(Named object pointing records)
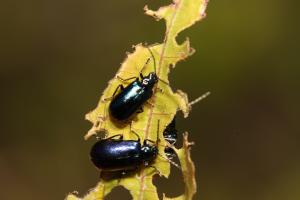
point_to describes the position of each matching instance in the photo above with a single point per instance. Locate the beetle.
(170, 135)
(113, 154)
(131, 98)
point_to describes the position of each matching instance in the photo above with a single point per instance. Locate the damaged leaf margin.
(163, 105)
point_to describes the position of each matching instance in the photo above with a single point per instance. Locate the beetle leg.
(139, 139)
(150, 103)
(163, 81)
(159, 90)
(144, 67)
(126, 79)
(148, 140)
(140, 110)
(118, 135)
(110, 98)
(155, 169)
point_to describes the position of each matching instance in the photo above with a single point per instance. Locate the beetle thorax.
(150, 80)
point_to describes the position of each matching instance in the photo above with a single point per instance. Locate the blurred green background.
(57, 57)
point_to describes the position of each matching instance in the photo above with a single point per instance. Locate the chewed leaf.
(188, 170)
(158, 112)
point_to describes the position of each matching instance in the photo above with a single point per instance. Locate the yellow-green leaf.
(161, 108)
(188, 171)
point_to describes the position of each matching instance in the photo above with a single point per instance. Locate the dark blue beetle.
(131, 98)
(122, 155)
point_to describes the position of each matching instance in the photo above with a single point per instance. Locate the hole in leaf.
(173, 186)
(118, 193)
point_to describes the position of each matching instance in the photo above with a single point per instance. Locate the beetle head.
(149, 152)
(150, 80)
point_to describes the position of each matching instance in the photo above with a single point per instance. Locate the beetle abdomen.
(127, 102)
(115, 155)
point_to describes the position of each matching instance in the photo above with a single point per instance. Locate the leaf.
(164, 104)
(188, 170)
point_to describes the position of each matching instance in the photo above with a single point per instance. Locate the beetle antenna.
(152, 55)
(157, 136)
(199, 98)
(170, 161)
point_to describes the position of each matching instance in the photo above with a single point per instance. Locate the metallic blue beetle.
(131, 98)
(122, 155)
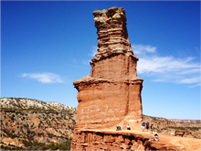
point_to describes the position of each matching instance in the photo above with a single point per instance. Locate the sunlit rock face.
(111, 94)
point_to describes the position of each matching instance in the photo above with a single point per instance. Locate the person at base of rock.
(128, 127)
(155, 138)
(118, 128)
(151, 128)
(147, 126)
(143, 125)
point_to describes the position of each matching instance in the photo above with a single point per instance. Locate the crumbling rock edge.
(121, 140)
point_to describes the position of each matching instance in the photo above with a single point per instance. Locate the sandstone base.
(130, 140)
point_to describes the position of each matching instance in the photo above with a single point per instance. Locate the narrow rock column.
(111, 94)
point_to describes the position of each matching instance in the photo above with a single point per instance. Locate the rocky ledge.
(130, 140)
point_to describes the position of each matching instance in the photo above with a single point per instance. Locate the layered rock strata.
(111, 94)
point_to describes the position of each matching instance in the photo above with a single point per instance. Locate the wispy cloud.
(43, 77)
(167, 68)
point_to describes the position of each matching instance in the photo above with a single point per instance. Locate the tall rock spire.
(111, 94)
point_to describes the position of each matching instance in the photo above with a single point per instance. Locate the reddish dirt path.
(168, 141)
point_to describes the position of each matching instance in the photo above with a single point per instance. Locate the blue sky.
(47, 45)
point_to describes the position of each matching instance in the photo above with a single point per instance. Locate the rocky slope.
(190, 128)
(32, 124)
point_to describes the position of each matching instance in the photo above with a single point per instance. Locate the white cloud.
(44, 77)
(142, 49)
(167, 68)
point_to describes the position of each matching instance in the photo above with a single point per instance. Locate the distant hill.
(32, 124)
(36, 125)
(190, 128)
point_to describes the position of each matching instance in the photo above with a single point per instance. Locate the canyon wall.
(111, 94)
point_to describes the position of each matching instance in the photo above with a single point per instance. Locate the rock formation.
(111, 94)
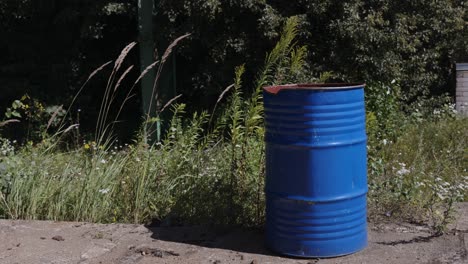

PROBLEM TO WORK ON: Pick out every line in the records that contains the word "cloud" and copy each of those lines.

EXERCISE ANSWER:
point_to describes the position of each matching instance in the photo above with a single point per instance. Locate the wispy cloud.
point_to describes the position of each matching instance in the photo above with a single point per instance. Locate the white cloud.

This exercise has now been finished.